*** Begin section ***

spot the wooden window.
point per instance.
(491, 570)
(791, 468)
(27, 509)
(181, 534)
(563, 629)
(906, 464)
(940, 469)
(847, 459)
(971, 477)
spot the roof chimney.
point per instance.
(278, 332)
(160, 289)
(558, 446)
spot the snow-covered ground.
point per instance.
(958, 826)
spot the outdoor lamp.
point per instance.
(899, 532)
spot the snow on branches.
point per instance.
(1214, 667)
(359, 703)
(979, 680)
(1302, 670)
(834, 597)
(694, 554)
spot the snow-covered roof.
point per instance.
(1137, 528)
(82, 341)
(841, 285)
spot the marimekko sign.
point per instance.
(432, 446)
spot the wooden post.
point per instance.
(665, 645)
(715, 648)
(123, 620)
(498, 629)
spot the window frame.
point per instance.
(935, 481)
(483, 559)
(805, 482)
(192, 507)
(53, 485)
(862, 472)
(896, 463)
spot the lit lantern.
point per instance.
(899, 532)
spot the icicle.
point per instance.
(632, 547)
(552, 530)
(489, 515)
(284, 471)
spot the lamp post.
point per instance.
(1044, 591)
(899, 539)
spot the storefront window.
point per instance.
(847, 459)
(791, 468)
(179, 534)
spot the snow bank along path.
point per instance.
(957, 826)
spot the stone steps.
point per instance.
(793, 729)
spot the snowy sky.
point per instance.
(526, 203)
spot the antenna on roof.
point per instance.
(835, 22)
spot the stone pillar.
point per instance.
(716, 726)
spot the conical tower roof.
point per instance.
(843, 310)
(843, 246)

*** End section ***

Your objective
The task calls for every line of the material that contains the string "post".

Task answer
spot the wooden post.
spot the lamp post.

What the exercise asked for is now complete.